Problem requirements: Copy all of the data below exactly as it is given.

Records supplied:
++++

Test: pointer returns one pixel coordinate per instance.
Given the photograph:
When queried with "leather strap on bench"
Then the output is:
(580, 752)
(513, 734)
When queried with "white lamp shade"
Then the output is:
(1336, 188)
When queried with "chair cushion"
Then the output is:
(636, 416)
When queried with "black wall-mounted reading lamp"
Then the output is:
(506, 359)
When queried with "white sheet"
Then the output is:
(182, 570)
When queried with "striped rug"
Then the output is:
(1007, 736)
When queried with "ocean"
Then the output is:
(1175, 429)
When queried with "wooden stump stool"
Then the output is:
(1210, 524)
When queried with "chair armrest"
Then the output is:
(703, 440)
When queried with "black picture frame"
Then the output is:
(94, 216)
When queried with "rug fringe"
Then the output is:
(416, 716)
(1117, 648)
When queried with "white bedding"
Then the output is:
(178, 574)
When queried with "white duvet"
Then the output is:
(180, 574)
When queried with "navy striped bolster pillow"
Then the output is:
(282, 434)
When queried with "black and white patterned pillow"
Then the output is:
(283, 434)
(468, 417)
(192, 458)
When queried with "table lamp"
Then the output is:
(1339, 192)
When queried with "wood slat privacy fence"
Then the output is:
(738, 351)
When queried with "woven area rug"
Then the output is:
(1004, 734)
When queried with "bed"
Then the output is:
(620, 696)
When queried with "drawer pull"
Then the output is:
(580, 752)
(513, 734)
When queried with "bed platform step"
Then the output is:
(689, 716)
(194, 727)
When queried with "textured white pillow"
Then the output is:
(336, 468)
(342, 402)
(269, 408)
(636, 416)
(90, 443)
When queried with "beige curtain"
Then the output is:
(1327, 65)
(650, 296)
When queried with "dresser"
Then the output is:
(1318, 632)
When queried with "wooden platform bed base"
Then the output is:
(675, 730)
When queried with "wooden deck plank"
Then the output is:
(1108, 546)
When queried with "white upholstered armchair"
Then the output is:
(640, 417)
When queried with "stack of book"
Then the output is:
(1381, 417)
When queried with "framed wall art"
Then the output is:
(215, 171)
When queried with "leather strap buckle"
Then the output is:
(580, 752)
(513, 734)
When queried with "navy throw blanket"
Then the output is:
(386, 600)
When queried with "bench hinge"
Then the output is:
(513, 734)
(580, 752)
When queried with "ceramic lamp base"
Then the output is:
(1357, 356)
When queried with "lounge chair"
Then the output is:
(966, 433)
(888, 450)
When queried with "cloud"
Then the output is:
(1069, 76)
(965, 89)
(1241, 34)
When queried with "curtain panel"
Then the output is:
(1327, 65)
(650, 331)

++++

Exercise solution:
Test: pointer returns one pixel coordinate per instance.
Given the photograph:
When queried with "leather strap on bench"
Then the output is:
(580, 752)
(513, 734)
When queried with "white lamp shade"
Then the output is:
(1336, 188)
When queried with "chair cushion"
Then the output is:
(636, 416)
When queried with "black wall-mounted reading lamp"
Then the output is:
(506, 359)
When queried with "white sheet"
Then the output is:
(182, 570)
When queried with "striped rug"
Then the output is:
(1007, 736)
When queried with "ocean"
Then the output is:
(1175, 429)
When queried with "wooden stump stool"
Then the output is:
(1210, 524)
When queried with "chair armrest"
Then the output is:
(703, 440)
When queried with "black picture frame"
Then the output is:
(94, 216)
When queried with "rug fringe"
Then the output is:
(416, 716)
(1117, 648)
When queried with "white bedding"
Then the output is:
(178, 574)
When queried with "white duvet"
Then the output is:
(180, 574)
When queried with "navy striped bolster pillow"
Then the output is:
(282, 434)
When queried with "black and white patterned pillow"
Then the output is:
(283, 434)
(468, 417)
(192, 458)
When queried with "table lamp"
Then the output is:
(1339, 192)
When queried with "wood slat privacy fence"
Then the output is:
(738, 351)
When queried with "woven area rug"
Then the output is:
(1004, 734)
When queried with "bed"
Then the output is:
(620, 696)
When queried with "drawer pull"
Then the output is:
(580, 752)
(513, 734)
When queried with "bed platform step"
Then the output is:
(689, 716)
(194, 727)
When queried with "textured white pillow"
Then the output is:
(336, 468)
(342, 402)
(269, 408)
(636, 416)
(90, 443)
When queried with "beige curtain"
Then the output is:
(1327, 65)
(650, 296)
When queried with "dresser"
Then the output is:
(1318, 632)
When queried with "wooden platform bed base"
Then the output is:
(675, 730)
When queried with "wooden deck plank"
Then the output is:
(1108, 546)
When queried with "white upholstered armchair"
Then the output is:
(640, 417)
When queried with "stack of book"
Then the output is:
(1381, 417)
When queried with "framed wall art"
Then the output is:
(215, 171)
When queried with "leather strap buckle"
Then the output is:
(580, 752)
(513, 734)
When queried with "navy throw blanket"
Then the output is:
(386, 600)
When queried with "bench hinge"
Then the output is:
(513, 734)
(580, 752)
When queried with "ceramic lamp base"
Then the output is:
(1357, 356)
When queried with "lounge chair"
Then the output is:
(966, 433)
(888, 450)
When queried with "cloud"
Then the output is:
(1069, 76)
(965, 89)
(1241, 34)
When queried with "curtain panel"
Then the output is:
(1327, 65)
(650, 331)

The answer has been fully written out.